■ **PROBLEM DESCRIPTION**
Give the number of lines in the records below that hold "floor"; nothing else is needed.

[Excerpts from a dataset]
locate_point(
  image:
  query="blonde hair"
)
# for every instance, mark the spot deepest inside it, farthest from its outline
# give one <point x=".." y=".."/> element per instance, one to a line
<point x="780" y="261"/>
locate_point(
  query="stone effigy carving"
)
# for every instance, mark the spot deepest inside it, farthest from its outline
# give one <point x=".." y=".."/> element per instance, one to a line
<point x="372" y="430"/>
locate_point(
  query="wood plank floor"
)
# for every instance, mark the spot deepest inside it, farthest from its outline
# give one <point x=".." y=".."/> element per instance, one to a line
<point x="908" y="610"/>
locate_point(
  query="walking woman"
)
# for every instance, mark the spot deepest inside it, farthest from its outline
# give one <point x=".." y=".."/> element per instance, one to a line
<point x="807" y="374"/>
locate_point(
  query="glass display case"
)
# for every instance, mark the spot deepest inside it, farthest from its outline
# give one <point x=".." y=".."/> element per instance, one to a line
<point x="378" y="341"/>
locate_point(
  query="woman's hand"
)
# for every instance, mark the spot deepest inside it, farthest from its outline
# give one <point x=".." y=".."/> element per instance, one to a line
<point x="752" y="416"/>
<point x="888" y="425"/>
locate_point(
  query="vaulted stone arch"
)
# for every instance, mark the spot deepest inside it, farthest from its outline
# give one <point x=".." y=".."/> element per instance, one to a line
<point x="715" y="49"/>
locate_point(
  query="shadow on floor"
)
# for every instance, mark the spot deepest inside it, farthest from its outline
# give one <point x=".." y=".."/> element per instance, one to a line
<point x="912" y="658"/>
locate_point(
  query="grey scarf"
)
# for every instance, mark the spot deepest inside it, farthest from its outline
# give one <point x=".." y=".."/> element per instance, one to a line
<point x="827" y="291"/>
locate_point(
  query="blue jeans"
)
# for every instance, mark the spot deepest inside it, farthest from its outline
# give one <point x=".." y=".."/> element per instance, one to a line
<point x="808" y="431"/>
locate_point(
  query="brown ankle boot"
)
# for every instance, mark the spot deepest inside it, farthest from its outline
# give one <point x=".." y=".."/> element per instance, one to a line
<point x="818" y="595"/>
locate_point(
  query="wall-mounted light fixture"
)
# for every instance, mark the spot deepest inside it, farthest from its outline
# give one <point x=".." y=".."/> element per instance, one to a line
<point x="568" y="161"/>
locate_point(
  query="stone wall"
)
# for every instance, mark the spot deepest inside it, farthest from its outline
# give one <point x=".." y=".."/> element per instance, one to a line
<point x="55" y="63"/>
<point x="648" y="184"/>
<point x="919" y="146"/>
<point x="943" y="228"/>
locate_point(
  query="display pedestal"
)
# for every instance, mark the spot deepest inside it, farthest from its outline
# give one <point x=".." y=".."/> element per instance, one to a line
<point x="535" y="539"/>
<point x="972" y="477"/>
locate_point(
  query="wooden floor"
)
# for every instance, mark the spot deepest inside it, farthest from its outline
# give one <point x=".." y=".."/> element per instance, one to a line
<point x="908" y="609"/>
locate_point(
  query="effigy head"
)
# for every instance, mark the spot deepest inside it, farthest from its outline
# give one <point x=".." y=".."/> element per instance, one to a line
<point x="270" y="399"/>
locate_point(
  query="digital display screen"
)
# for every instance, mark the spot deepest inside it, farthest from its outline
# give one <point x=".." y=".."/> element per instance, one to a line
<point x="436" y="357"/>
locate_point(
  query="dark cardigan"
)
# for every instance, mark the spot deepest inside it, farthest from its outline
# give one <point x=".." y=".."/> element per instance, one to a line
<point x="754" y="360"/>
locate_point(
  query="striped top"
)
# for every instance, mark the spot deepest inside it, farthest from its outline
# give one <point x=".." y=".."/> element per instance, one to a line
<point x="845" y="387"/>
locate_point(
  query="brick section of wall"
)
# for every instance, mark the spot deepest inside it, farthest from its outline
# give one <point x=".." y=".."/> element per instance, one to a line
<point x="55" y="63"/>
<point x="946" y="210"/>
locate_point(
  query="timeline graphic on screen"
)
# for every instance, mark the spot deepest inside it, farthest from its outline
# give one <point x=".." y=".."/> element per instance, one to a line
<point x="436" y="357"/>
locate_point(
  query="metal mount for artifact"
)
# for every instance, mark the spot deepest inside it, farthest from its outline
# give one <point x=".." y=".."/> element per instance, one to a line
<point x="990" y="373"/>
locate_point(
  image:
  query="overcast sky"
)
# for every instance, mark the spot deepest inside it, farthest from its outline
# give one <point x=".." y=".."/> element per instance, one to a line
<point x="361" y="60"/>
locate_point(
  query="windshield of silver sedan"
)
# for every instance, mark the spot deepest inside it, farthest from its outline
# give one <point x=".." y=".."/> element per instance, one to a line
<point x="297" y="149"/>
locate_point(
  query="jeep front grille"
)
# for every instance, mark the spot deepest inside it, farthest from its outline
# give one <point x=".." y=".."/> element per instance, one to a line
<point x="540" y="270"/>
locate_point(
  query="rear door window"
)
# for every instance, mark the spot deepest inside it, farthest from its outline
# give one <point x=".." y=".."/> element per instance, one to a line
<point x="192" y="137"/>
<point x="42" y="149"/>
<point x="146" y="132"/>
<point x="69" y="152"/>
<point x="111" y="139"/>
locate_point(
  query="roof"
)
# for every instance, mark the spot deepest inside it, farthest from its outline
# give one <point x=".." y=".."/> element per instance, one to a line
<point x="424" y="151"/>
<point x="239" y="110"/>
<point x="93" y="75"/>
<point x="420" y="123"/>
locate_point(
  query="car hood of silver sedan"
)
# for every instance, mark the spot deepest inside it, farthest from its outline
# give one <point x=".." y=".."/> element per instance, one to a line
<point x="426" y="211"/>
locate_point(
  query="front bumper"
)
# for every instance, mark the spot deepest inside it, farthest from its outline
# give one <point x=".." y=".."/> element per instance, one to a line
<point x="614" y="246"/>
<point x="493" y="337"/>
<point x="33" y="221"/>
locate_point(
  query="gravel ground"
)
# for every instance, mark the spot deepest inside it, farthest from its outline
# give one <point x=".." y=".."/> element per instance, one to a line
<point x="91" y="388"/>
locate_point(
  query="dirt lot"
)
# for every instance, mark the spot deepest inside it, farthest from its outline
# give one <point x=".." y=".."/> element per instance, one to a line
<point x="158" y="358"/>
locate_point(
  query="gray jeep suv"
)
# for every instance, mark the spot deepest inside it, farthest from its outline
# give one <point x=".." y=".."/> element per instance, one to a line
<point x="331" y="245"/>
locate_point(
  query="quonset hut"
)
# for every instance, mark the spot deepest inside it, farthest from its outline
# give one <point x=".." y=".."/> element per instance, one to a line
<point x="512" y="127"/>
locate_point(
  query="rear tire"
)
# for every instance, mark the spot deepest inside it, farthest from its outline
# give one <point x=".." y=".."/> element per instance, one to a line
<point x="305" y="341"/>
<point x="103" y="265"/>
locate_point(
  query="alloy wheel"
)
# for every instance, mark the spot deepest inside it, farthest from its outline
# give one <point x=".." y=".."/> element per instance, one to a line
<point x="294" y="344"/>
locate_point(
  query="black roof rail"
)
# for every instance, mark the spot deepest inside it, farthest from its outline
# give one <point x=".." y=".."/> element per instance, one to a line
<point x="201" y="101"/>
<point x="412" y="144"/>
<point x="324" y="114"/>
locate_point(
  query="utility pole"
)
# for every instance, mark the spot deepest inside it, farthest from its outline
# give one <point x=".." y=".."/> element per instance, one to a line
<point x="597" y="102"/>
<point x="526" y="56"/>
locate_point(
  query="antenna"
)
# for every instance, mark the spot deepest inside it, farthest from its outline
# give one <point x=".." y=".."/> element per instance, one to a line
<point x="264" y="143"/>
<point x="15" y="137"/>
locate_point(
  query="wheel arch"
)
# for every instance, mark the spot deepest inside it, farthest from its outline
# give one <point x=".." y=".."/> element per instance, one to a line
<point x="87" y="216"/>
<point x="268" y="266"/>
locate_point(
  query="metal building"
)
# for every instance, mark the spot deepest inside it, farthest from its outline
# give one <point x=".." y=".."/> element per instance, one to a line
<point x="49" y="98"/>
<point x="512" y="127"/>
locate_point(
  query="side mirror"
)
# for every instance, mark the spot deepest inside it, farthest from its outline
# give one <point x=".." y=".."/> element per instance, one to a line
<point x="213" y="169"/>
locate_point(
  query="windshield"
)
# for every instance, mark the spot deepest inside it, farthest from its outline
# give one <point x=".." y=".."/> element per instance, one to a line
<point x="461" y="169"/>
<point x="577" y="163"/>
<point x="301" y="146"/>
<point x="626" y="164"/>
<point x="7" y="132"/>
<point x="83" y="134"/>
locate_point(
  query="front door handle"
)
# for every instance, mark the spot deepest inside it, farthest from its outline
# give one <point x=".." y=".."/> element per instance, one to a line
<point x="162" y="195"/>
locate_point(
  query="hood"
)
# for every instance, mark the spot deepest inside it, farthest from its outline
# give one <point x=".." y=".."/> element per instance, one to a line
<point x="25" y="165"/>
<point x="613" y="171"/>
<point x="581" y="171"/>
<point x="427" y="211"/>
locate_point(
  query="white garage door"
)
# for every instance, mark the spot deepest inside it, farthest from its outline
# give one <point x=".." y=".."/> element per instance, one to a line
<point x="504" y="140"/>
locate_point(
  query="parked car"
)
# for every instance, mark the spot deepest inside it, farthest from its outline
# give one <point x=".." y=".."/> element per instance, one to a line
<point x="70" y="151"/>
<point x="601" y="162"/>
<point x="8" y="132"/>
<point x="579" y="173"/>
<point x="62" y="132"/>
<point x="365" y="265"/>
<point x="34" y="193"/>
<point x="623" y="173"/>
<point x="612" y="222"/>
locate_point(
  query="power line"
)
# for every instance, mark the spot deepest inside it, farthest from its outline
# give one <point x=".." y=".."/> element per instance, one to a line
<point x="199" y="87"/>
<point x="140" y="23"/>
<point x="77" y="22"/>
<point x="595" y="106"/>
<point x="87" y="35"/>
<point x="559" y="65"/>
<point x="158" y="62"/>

■ **EXERCISE ANSWER**
3